1. Mme Christine Hennion, Députée de la troisième circonscription des Hauts-de-Seine ; 2. Mme Marie-Pierre Limoge, première adjointe au Maire de Courbevoie ; 3. M. Jean Spiri, Adjoint au Maire de Courbevoie.

L’événement était organisé par le think tank Atelier Europe. Environ soixante-dix personnes étaient présentes.

Aymeric Bourdin, Président de l’Atelier Europe

BILAN DU PREMIER TEMPS D’ECHANGE :

Les huit groupes formés ont discuté pendant quinze minutes de la question « Que fait l’Europe pour moi ? ». À l’issu de ce temps d’échange chaque table a présenté, sous diverses formes (liste, petit discours, etc), ses conclusions. Voici la restitution de ces discussions.

À noter que parfois certains points peuvent se recouper. Ces possibles répétitions ont été volontairement conservées afin de souligner l’importance de certains éléments pour les citoyens.


GROUPE 1

Le premier groupe a opté pour un discours plutôt succinct, via lequel la porte-parole désignée a expliqué que les échanges avaient surtout révélé de nombreux points positifs. La table s’était accordée à dire que l’Europe et l’UE en particulier apportait beaucoup au quotidien, tel qu’une monnaie unique ou une liberté de circulation.

Cependant, la porte-parole a souligné que beaucoup de craintes avaient ensuite émané du débat : comprendre ce que l’Europe nous apporte au quotidien amènerait inéluctablement à soulever des craintes. Pour cela une recommandation a été formulée : afin d’apaiser ces craintes et réticences il conviendrait d’expliquer au citoyen, de rendre certains débats européens moins obscurs. Cela passerait par une simplification.

* _Jeu de données_
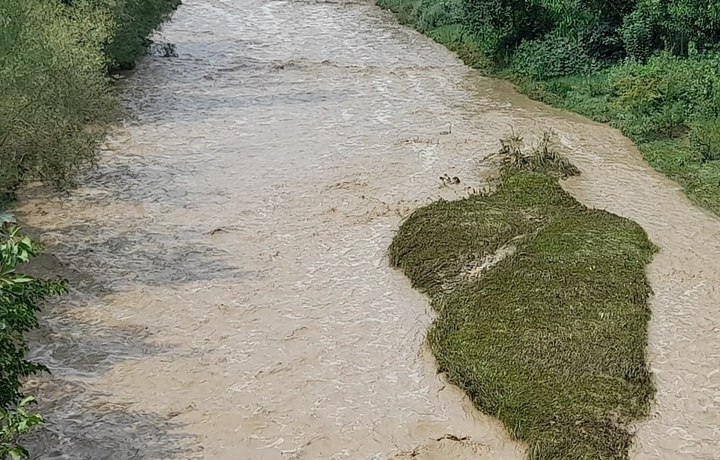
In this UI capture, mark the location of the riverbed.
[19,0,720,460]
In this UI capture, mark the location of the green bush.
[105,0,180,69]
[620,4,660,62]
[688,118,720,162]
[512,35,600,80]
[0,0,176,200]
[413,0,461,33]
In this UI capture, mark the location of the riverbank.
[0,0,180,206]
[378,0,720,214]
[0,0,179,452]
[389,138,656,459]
...
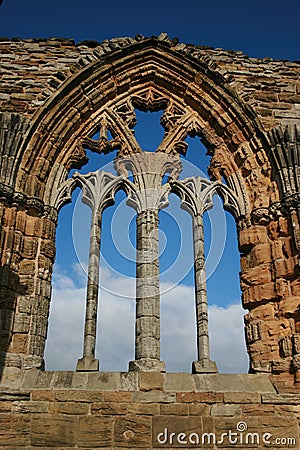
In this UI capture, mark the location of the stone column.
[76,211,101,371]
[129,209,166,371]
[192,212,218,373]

* _Consigne_
Recopiez, s'il vous plaît, l'extrait de « Aymeric Bourdin, Président » à « de ces discussions. » en remplaçant « quinze minutes » par « vingt minutes ».

* _Résultat attendu_
Aymeric Bourdin, Président de l’Atelier Europe

BILAN DU PREMIER TEMPS D’ECHANGE :

Les huit groupes formés ont discuté pendant vingt minutes de la question « Que fait l’Europe pour moi ? ». À l’issu de ce temps d’échange chaque table a présenté, sous diverses formes (liste, petit discours, etc), ses conclusions. Voici la restitution de ces discussions.